TASK DIRECTIONS:
Please repeat, from the entries that follow, the lines from the one containing "Target: woman's eye" through the one containing "Could you spot the white cupboard" exactly, adding nothing.

DATA:

• • •

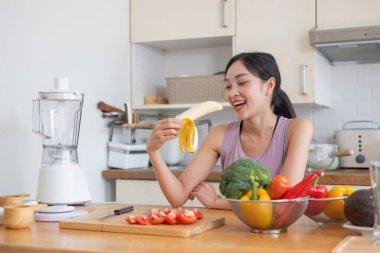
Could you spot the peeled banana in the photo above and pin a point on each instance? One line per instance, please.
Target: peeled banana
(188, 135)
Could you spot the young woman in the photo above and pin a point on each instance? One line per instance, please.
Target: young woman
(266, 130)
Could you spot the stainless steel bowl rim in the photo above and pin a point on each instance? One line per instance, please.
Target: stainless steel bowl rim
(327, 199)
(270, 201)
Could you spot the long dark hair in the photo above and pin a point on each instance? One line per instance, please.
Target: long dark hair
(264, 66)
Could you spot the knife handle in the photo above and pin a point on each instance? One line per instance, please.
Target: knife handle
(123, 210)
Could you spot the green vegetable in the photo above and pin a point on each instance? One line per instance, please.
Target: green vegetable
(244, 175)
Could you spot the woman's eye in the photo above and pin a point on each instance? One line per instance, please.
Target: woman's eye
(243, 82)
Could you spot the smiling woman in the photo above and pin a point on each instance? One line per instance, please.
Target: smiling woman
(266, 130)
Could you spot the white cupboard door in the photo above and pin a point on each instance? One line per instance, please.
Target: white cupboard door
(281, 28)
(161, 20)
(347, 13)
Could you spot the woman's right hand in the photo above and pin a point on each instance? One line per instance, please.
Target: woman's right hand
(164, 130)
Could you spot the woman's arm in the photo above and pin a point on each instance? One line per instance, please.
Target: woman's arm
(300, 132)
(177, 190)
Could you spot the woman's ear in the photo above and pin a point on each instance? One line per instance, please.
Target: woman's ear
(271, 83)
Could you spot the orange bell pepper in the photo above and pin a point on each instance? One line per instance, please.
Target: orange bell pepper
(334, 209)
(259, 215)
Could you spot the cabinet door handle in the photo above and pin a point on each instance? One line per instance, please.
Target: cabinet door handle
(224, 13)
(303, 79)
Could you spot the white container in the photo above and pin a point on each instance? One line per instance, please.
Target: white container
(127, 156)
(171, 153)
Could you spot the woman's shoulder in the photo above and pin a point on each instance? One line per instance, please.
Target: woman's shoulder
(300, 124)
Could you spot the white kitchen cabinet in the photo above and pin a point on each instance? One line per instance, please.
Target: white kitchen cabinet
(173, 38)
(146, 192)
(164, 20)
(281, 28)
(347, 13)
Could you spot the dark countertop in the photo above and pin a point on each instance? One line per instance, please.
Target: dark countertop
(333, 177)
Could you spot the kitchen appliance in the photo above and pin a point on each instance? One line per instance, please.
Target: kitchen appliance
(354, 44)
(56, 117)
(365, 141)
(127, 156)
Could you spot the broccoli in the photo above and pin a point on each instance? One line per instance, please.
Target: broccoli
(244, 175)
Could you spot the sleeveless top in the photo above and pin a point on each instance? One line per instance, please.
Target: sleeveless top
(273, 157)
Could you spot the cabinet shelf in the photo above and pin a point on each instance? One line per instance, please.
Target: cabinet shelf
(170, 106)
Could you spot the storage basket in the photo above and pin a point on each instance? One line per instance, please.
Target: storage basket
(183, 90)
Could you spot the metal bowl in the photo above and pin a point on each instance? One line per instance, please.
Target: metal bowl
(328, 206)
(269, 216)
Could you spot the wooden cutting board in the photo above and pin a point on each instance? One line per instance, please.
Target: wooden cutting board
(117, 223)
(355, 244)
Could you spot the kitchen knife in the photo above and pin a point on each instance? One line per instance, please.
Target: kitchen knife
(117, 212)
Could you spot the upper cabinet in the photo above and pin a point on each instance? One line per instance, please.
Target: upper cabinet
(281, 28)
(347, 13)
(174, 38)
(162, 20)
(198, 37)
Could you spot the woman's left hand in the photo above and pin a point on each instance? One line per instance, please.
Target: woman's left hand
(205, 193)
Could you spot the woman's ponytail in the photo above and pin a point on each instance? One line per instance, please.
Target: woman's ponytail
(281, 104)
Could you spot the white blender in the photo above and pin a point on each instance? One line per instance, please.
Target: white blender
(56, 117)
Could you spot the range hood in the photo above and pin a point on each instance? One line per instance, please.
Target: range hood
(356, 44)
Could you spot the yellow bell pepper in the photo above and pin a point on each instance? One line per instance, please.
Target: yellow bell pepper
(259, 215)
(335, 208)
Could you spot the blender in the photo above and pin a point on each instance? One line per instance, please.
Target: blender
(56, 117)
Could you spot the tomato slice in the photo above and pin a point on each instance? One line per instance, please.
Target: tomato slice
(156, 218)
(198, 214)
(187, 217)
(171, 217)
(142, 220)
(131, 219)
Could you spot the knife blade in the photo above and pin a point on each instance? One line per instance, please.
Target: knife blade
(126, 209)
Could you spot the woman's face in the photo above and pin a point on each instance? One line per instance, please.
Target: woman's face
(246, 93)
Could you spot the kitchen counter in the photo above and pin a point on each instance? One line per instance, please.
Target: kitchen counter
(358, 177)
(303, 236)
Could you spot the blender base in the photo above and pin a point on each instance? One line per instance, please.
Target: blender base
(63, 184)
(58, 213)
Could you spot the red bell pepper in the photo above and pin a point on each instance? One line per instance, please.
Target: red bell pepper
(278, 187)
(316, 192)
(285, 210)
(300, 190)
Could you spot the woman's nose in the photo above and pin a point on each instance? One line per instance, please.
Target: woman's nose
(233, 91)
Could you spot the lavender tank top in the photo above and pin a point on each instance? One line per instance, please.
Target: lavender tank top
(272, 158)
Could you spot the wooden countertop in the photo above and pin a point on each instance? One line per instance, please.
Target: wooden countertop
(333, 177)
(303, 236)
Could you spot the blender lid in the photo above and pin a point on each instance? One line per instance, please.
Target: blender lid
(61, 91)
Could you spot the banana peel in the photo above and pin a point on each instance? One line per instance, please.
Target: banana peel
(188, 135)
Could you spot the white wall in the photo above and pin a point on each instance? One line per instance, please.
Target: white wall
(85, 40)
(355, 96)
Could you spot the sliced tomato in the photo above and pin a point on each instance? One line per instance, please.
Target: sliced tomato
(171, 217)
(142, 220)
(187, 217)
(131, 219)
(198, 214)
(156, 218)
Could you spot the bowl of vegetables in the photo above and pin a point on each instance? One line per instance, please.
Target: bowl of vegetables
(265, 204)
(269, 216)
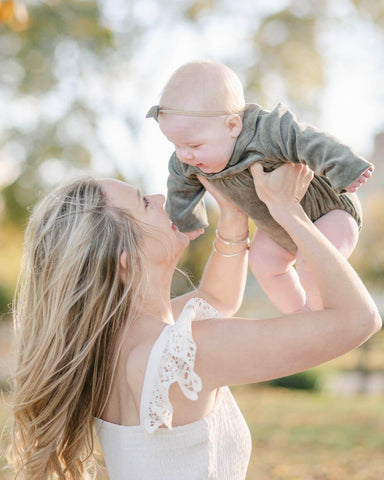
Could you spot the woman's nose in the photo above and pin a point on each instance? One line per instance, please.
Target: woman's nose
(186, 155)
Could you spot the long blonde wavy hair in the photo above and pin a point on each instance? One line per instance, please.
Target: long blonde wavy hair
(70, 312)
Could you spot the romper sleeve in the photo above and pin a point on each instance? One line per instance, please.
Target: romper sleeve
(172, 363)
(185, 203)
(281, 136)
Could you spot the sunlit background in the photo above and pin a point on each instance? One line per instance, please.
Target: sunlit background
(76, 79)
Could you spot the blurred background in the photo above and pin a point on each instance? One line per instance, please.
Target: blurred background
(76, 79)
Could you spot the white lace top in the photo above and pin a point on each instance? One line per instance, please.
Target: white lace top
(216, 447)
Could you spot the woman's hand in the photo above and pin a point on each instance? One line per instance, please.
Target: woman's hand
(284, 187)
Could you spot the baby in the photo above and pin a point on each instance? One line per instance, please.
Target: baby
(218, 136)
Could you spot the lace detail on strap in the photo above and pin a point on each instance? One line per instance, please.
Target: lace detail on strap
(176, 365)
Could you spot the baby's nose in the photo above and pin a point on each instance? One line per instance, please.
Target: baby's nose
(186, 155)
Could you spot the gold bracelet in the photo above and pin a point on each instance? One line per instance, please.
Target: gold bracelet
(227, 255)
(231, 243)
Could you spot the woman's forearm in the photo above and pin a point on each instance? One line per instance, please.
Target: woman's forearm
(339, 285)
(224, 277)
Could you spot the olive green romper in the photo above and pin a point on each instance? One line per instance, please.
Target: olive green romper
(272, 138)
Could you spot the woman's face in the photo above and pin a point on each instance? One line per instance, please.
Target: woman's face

• • •

ANSWER BELOW:
Target: woman's eye
(243, 82)
Could you spot the smiling woman in the photo above and pin a point on each instance? One line per instance, please.
Target: smiling woman
(266, 130)
Could you spot the white cupboard door in the photo above and pin a point on each instance? One line per instance, please.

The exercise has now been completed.